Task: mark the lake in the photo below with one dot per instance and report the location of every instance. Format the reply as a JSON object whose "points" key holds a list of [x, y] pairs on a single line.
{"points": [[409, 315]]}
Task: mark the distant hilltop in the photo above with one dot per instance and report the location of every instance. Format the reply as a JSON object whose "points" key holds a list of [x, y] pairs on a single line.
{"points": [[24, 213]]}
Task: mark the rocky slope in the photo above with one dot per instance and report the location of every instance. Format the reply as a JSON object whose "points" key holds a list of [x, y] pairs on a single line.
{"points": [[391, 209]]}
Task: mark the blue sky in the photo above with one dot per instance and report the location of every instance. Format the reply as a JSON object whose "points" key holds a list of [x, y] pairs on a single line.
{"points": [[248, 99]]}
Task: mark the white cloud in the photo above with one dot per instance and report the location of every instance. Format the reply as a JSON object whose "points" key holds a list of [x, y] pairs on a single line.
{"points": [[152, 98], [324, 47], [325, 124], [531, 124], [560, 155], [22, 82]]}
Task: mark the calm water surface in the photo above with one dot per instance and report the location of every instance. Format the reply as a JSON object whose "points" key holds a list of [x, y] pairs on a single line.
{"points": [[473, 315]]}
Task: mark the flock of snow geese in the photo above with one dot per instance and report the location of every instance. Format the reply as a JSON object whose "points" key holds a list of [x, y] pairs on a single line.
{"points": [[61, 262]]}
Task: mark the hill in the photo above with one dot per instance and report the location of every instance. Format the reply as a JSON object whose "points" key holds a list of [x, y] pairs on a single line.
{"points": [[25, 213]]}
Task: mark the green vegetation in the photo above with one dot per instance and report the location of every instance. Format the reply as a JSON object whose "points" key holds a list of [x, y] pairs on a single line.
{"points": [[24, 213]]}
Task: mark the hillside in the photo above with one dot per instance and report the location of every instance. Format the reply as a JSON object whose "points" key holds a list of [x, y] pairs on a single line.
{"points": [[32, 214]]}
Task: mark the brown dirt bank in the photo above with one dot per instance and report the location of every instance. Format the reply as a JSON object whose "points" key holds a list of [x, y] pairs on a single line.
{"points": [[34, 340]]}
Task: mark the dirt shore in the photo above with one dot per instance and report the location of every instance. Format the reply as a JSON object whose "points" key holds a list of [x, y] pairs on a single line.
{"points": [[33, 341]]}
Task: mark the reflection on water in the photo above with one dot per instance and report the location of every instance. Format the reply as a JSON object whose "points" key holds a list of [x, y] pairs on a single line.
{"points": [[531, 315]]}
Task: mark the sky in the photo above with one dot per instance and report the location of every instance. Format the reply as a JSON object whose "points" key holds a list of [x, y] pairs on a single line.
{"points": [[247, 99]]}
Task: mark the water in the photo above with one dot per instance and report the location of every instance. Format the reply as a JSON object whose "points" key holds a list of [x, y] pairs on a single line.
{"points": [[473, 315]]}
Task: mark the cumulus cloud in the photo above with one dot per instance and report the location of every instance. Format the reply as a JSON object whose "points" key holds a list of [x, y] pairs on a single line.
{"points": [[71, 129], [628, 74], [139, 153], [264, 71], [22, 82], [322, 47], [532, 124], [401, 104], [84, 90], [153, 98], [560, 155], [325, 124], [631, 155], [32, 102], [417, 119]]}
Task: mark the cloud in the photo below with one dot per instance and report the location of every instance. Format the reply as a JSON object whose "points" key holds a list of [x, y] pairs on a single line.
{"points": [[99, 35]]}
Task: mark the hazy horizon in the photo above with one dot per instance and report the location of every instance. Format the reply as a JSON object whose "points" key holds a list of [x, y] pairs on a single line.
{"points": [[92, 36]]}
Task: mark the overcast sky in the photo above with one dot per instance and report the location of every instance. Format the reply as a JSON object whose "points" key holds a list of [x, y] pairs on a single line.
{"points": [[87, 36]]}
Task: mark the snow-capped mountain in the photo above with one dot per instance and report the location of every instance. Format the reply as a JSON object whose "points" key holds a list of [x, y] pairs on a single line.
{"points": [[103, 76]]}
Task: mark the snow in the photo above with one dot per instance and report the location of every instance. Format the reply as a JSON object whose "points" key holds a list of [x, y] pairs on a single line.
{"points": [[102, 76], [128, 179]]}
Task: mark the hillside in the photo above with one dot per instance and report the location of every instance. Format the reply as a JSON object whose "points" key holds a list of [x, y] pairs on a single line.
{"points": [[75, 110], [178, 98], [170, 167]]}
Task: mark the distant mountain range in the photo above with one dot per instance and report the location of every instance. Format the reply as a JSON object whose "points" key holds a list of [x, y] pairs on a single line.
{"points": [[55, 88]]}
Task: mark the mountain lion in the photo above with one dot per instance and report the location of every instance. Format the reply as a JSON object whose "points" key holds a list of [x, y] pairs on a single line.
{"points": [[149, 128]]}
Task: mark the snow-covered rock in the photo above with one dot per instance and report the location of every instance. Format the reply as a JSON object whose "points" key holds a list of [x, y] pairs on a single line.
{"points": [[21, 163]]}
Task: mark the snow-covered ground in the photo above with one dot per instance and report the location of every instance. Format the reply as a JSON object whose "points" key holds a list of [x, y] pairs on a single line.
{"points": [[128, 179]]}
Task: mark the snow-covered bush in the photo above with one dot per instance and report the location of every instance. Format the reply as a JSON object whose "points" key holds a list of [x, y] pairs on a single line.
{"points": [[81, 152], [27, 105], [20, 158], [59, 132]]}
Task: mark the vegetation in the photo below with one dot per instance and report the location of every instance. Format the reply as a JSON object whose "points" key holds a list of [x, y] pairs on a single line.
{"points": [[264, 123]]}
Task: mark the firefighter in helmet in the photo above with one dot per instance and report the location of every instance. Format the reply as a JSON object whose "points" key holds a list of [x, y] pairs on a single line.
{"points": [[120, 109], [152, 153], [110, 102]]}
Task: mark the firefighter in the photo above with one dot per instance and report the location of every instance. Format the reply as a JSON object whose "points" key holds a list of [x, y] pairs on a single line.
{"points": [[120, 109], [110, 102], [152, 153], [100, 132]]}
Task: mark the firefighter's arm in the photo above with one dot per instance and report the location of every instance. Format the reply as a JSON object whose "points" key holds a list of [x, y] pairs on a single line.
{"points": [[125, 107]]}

:::

PROBLEM |
Would you please output every record again, exactly?

SOLUTION |
Task: mark the lake in the photo below with one dot per instance and report the location of every instance. Format the reply as a JSON object whose "points" key holds a list of [x, y] pairs on a single line.
{"points": [[409, 315]]}
Task: mark the distant hilltop in the photo above with one dot per instance and report the location of every instance. Format the reply as a JSON object whose "points" key holds a list of [x, y] pairs on a single line.
{"points": [[24, 213]]}
Task: mark the rocky slope in the photo above with one dot per instance and report the location of every instance. Format the reply as a JSON object whose "points" key holds a list of [x, y] pairs on a single line.
{"points": [[391, 209]]}
Task: mark the blue sky in the photo above with one dot per instance and report the location of every instance. Format the reply as a JSON object whose "points" key holds a list of [x, y] pairs on a single line.
{"points": [[248, 99]]}
Task: mark the white cloud in the photo above with one dot per instance and report the location of every instance. Format the reply as a JSON object whose "points" key holds a list of [x, y] pairs on a single line.
{"points": [[152, 98], [324, 47], [325, 124], [531, 124], [560, 155], [22, 82]]}
Task: mark the calm water surface in the photo above with one dot per instance and report the location of every instance. Format the reply as a JSON object whose "points" key holds a list of [x, y] pairs on a single line.
{"points": [[473, 315]]}
Task: mark the flock of snow geese in the photo above with one dot per instance and report the location of every instance. Format the reply as a JSON object whose "points" key holds a list of [x, y] pairs on a single line.
{"points": [[61, 262]]}
Task: mark the hill in the photo above with one dot per instance and report the location of every instance. Format the reply as a JSON object whose "points" key holds a list of [x, y] pairs on a single line.
{"points": [[25, 213]]}
Task: mark the green vegetation in the photo above with one dot per instance and report the location of every instance. Format the reply as a JSON object whose "points" key holds a list of [x, y] pairs on a single line.
{"points": [[24, 213]]}
Task: mark the hillside in the photo above with one dot per instance and report the location of every instance. Format the reply as a JSON object whose "points" key holds a list of [x, y] pairs on a single line.
{"points": [[32, 214]]}
Task: mark the brown dirt bank in the photo above with one dot per instance and report the location of every instance. Format the reply as a JSON object whose "points" key holds a list of [x, y] pairs on a single line.
{"points": [[34, 340]]}
Task: mark the dirt shore in the photo above with one dot per instance and report the location of every instance. Format the reply as a JSON object whose "points" key holds a list of [x, y] pairs on a single line.
{"points": [[33, 341]]}
Task: mark the reflection on water in the photo above with one dot per instance and report the location of every instance. Format the reply as a JSON object whose "points" key holds a list of [x, y] pairs on a single line.
{"points": [[531, 315]]}
Task: mark the sky in the photo above with one dot per instance and report the location of every instance. Format the reply as a JSON object whose "points" key holds a list of [x, y] pairs on a single line.
{"points": [[247, 99]]}
Task: mark the water in the photo above with one dot per instance and report the location of every instance. Format the reply as a JSON object whose "points" key holds a list of [x, y] pairs on a single line.
{"points": [[473, 315]]}
Task: mark the cumulus cloud in the photo above with one dot per instance and report the location of every instance. Format the reply as a JSON object whose "points" key holds a list of [x, y] pairs on a single line.
{"points": [[71, 129], [628, 74], [139, 153], [264, 71], [22, 82], [322, 47], [532, 124], [401, 104], [84, 90], [153, 98], [560, 155], [325, 124], [631, 155], [32, 102], [417, 119]]}
Task: mark the cloud in the photo below with one dot per instance and report the location of every instance. Format the reply as a JSON object whose "points" key holds a list of [x, y] pairs on a single line.
{"points": [[99, 35]]}
Task: mark the hazy horizon in the photo above with one dot per instance and report the location of every instance. Format the reply as a JSON object whose "points" key holds a list of [x, y] pairs on a single line.
{"points": [[92, 36]]}
Task: mark the overcast sky in the photo above with one dot per instance and report the location of every instance. Format the reply as a JSON object whose "points" key holds a list of [x, y] pairs on a single line.
{"points": [[87, 36]]}
Task: mark the snow-capped mountain in the photo above with one dot per instance and report the location of every instance. Format the reply as a JSON object whose "points" key holds a list of [x, y] pairs on a single line.
{"points": [[103, 76]]}
Task: mark the snow in the photo above with one dot per instance and report the location of every instance. Format the reply as a JSON object whose "points" key holds a list of [x, y] pairs on a single line.
{"points": [[102, 76], [128, 179]]}
Task: mark the hillside in the photo above with one dot per instance and report the location of every instance. Format the reply as a JSON object whose "points" key holds a list of [x, y] pairs on a single line.
{"points": [[75, 110], [178, 98], [170, 167]]}
Task: mark the distant mountain range in the photo above with one dot per instance and report the location of every instance. Format the reply as a JSON object whose "points" key holds a list of [x, y] pairs on a single line.
{"points": [[55, 88]]}
Task: mark the mountain lion in the photo above with one dot per instance and report the location of every instance. Format the reply as a JSON object whose "points" key holds a list of [x, y] pairs on a single line.
{"points": [[149, 128]]}
Task: mark the snow-covered rock in the photo above with one dot per instance and report the location of every instance. Format the reply as a JSON object whose "points" key holds a list of [x, y] pairs on a single line.
{"points": [[21, 163]]}
Task: mark the snow-covered ground in the photo above with one dot per instance and report the location of every instance. Format the reply as a JSON object whose "points" key holds a list of [x, y] pairs on a single line.
{"points": [[128, 179]]}
Task: mark the snow-covered bush in the photo above with one dot per instance and report the location of every instance. Format the reply as a JSON object whose "points" key holds a list of [x, y] pairs on a single line.
{"points": [[81, 152], [27, 105], [20, 158], [59, 132]]}
Task: mark the vegetation in the photo below with one dot per instance and report the location of every instance. Format the reply as a JSON object whose "points" key holds a list of [x, y] pairs on a single line.
{"points": [[264, 123]]}
Task: mark the firefighter in helmet in the photo above with one dot per instance and report the location of every instance. Format the reply as a JSON object whose "points" key holds a list of [x, y] pairs on a single line.
{"points": [[120, 109], [152, 153], [110, 102]]}
Task: mark the firefighter in the photo above with one dot per instance and report the location of every instance. Format the reply as a JSON object whose "points" key holds a list of [x, y] pairs on a single line.
{"points": [[120, 109], [110, 102], [152, 153], [100, 132]]}
Task: mark the firefighter's arm in the photo above with one dot per instance and report the location of every instance. Format the reply as a JSON object whose "points" key holds a list of [x, y] pairs on a single line.
{"points": [[125, 107]]}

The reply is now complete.